What needs to be done
Copy the material from the line containing "Spot the window with" through the end, that line included, keeping every request line, and offset each pixel coordinate in the answers by -77.

Extracted material
※ ※ ※
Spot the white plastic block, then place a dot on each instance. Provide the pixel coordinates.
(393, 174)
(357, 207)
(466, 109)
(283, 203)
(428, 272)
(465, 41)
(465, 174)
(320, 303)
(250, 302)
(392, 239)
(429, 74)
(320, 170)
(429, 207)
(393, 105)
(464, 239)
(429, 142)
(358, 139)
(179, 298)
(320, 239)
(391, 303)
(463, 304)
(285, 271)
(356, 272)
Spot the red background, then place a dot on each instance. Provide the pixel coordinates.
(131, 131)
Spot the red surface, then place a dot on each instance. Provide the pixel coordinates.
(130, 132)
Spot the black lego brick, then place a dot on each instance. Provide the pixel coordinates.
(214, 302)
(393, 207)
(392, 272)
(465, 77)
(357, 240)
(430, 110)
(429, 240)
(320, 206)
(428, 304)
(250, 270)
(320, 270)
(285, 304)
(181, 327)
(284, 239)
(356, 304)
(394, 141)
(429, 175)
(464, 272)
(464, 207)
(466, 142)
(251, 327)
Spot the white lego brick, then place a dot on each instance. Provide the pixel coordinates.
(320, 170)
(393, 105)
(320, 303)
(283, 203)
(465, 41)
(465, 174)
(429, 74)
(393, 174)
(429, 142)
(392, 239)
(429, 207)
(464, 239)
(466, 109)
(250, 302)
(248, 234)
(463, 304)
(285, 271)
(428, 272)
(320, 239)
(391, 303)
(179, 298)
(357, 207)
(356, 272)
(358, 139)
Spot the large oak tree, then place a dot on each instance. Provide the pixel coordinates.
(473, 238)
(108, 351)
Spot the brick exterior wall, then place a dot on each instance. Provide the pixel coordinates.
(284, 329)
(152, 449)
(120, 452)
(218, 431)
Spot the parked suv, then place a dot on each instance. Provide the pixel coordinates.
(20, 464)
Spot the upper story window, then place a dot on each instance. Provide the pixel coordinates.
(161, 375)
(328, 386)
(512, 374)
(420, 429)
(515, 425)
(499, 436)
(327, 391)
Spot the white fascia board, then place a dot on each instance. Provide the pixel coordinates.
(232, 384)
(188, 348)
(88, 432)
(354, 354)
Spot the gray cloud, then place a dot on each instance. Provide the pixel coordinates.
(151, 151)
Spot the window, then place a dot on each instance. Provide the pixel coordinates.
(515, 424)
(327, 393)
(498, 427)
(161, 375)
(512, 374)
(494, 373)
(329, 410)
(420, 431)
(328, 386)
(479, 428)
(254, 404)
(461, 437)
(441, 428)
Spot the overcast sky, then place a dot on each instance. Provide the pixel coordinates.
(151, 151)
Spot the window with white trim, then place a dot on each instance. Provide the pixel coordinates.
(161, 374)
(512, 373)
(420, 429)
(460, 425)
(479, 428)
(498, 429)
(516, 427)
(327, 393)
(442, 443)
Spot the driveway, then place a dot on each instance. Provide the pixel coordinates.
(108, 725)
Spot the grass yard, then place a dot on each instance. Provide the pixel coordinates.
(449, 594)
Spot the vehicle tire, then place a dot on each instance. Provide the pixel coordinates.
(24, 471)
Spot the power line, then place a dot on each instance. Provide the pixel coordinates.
※ ※ ※
Exercise response
Spot the window with white trim, then place a dot on each instance. Provide the pixel coordinates.
(84, 297)
(435, 296)
(343, 352)
(383, 348)
(402, 351)
(421, 352)
(439, 350)
(250, 316)
(365, 366)
Spot the driveway, then place a dot on each instance. Provide the pixel coordinates.
(31, 648)
Spot the grass yard, then place a dot on each instance. Provide the pixel coordinates.
(372, 517)
Spot the vehicle tire, then place a dot on each instance. Provide the pixel coordinates.
(-53, 394)
Spot the power line, then place a dot on each instance. Provide the pixel coordinates.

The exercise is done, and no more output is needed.